▸ **EXERCISE**: Repeat only the stretch of lines below that runs from the line with "In this exercise you will locate the pink" through the line with "In this exercise you will locate the white ceiling", unaltered.

▸ **EXERCISE DATA**:
══════════════════════════════
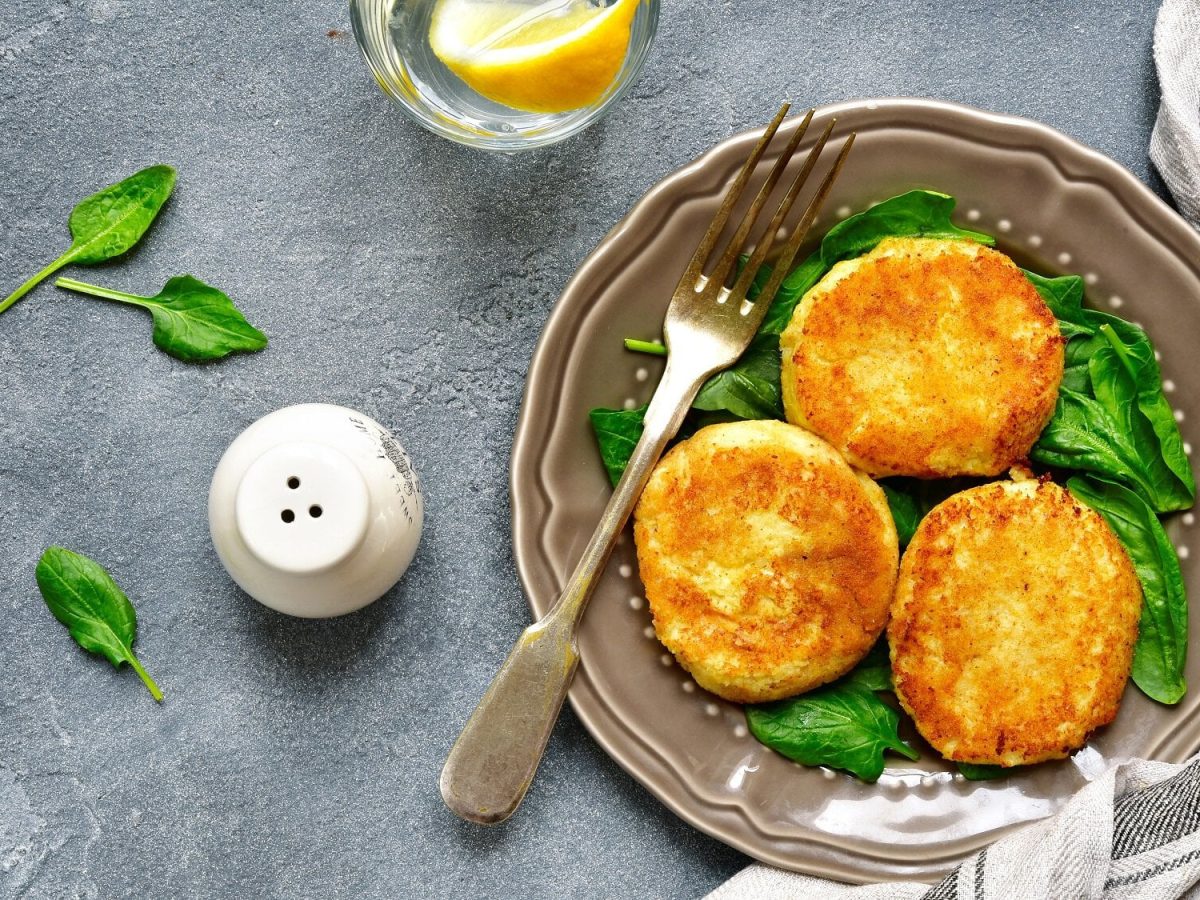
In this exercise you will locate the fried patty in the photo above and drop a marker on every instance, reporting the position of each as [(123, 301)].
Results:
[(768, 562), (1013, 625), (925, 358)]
══════════════════════════════
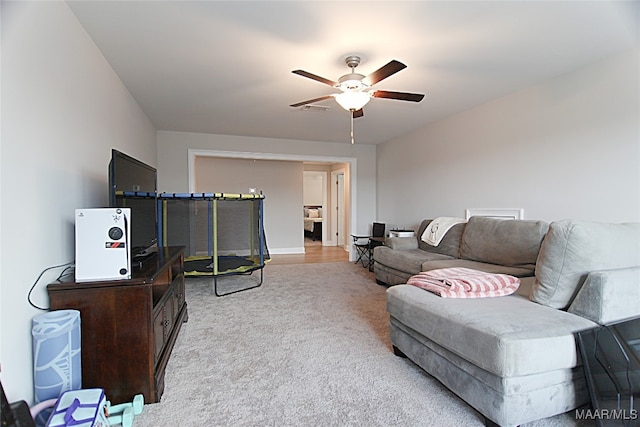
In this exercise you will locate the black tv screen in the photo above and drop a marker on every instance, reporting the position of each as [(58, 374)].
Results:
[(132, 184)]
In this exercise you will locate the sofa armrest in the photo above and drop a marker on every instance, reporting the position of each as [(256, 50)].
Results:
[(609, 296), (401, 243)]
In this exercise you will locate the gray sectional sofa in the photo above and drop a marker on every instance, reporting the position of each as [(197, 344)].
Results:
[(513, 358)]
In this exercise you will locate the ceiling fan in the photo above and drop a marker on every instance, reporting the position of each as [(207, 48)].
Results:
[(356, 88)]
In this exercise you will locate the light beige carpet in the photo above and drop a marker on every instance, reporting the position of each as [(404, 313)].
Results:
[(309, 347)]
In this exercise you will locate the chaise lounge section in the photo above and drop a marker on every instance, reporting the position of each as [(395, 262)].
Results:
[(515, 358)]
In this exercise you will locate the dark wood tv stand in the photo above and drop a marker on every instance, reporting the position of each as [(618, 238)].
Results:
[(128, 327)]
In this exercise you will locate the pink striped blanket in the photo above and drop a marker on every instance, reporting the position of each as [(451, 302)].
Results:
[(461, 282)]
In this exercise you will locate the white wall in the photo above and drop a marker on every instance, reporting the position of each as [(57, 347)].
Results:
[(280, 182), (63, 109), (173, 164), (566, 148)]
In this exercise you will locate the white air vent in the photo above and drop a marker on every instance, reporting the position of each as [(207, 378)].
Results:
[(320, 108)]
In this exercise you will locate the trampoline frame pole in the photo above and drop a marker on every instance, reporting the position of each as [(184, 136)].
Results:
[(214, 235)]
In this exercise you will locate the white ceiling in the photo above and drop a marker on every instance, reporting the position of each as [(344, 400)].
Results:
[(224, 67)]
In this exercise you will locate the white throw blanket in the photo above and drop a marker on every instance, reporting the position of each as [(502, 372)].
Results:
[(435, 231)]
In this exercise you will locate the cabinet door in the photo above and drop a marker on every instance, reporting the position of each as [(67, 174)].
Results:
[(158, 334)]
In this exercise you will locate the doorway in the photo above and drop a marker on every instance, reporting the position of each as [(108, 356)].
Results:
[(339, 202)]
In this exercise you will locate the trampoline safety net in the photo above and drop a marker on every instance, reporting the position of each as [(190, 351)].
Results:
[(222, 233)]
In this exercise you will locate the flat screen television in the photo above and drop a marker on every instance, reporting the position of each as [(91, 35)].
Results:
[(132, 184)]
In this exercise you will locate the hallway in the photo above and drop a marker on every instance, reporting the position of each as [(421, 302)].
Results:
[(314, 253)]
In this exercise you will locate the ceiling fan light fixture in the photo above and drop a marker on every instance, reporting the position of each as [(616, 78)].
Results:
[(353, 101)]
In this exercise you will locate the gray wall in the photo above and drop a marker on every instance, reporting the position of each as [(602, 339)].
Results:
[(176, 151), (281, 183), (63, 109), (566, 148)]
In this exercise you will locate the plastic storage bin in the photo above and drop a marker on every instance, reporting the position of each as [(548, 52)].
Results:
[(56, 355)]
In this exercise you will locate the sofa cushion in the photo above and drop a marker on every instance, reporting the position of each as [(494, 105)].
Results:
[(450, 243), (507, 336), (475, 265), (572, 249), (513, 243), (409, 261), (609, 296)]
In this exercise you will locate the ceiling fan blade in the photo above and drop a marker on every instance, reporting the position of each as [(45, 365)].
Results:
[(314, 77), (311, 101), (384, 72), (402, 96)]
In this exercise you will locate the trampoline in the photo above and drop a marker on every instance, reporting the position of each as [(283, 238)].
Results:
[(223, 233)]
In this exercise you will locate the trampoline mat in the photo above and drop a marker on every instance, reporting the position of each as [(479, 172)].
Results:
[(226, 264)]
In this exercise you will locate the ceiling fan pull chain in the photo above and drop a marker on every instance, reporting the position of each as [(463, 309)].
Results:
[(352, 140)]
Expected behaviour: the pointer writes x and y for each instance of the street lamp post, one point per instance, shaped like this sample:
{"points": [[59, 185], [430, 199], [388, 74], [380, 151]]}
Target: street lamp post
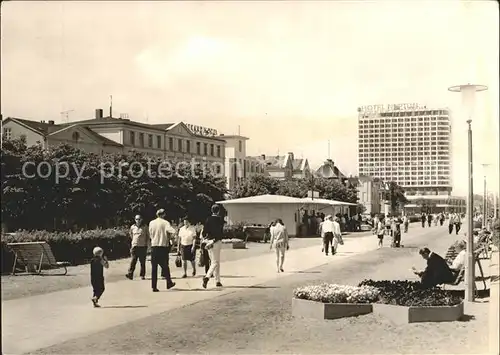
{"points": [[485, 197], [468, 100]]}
══════════════════════════════
▸ **EXERCISE OUTPUT**:
In this exercise you will locate the pink striped blanket in the photo above and drop a marker on every instance, reporting the position of each as [(451, 302)].
Results:
[(461, 282)]
In this exercise you will locate the white wall in the photo above and drop a marker on every instance, reporting the position of each as [(57, 347)].
Results:
[(280, 182), (63, 109), (173, 164), (566, 148)]
In this exercise you will locate the white air vent in the photo above and drop a marker on every instance, reporting the position of each as [(207, 378)].
Results:
[(320, 108)]
In this exercise you will locate the trampoline frame pole in the photo above and drop a marker on every instance, reporting the position of each as [(184, 136)].
Results:
[(214, 235)]
In this exercise you will locate the white ceiling in the photo above and drop a marker on every instance, reporting the position of each as [(344, 400)].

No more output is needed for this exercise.